Il a disparu de Barcelone, puis est revenu. Il a tué l’un des plus grands maîtres de l’architecture au monde. L’une de ses lignes mythiques monte encore aujourd’hui jusqu’au Tibidabo. C’est indéniable : même si le tramway que l’on connaît aujourd’hui n’a rien à voir avec celui d’hier, il a marqué l’histoire et les rues de Barcelone.
Son coup de sifflet si caractéristique a marqué l’oreille de générations de Barcelonais, ses rails en ont marqué les rues. Le tramway fait partie de l’un de ces fantômes de la capitale catalane qui ne le sont pas vraiment. C’est une image que l’on a tout de suite en tête lorsqu’on imagine la ville il y a cent ans, figée, comme si le tram n’était plus qu’un lointain souvenir. Et pourtant, il existe toujours, bien que très différent de son prédécesseur.
Pas de rails, mais des chevaux
Par une chaude journée de fin juin 1872, une sorte d’omnibus fait son entrée à Barcelone. C’est le premier tramway à circuler dans la ville, un an après avoir conquis Madrid. Mais il ne ressemble pas à l’idée que l’on se fait aujourd’hui du tramway : il n’avance pas sur des rails, grâce à une traction à vapeur ou électrique, mais bien tiré par des chevaux.
Photo : Passeig de GràciaLe tout nouveau moyen de transport passe d’abord par la Pla de la Boqueria, la Rambla, Passeig et Major de Gràcia ; mais ses lignes s’étendent vite et il atteint la Barceloneta, à mesure que Barcelone grandit.
Un monstre de métal qui effraye les Barcelonais
Si le tramway s’avère être bien pratique pour se déplacer en ville, il ne fait pas l’unanimité parmi les habitants : durant plusieurs années, ce moyen de transport fait peur aux Barcelonais. À l’heure où l’on se déplace encore à pied dans la ville, ou dans des voitures personnelles tirées par des chevaux, le tramway et sa vitesse font craindre des accidents.
À chaque incident, des émeutes éclatent. En 1879, la mort d’un enfant renversé par un tram, dans le Clot, provoque d’importantes manifestations et la ligne est même surnommée « La Guillotine ».

_Travail à faire_. Traduisez en anglais cette phrase du texte sur le tramway de Barcelone : « Par une chaude journée de fin juin 1872, une sorte d’omnibus fait son entrée à Barcelone. »

_Items_.

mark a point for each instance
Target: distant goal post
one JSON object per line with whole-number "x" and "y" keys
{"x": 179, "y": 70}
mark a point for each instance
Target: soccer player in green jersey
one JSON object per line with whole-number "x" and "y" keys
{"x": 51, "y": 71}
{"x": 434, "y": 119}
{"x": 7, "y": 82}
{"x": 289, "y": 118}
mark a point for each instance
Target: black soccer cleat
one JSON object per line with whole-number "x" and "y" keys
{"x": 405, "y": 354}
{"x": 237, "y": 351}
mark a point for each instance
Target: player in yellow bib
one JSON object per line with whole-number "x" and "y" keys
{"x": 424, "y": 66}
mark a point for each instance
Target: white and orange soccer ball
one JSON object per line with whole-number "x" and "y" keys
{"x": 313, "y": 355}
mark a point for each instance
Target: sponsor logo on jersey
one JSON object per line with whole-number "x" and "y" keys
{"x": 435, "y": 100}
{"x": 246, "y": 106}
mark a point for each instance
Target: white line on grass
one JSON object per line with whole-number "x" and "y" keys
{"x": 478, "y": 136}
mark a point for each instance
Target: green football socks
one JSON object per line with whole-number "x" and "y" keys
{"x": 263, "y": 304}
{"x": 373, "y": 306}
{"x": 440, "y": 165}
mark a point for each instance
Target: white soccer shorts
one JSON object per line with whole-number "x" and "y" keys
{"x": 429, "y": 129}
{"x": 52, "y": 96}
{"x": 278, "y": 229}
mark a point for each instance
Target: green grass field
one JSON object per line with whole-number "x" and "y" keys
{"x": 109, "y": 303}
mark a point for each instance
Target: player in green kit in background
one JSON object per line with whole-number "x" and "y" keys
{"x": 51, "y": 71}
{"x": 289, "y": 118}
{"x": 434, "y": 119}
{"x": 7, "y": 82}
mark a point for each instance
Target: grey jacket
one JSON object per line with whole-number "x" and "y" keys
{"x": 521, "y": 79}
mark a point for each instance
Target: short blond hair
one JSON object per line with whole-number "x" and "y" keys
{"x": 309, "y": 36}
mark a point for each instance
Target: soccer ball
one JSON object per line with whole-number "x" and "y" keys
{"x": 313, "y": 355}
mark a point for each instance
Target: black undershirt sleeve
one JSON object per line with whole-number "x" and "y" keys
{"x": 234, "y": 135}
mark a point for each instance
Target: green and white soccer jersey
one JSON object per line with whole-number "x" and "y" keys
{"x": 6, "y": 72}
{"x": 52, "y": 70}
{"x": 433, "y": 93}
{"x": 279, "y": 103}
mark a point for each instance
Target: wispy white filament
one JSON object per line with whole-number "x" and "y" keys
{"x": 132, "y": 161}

_Solution_. On a hot day in late June 1872, a kind of omnibus makes its entrance into Barcelona.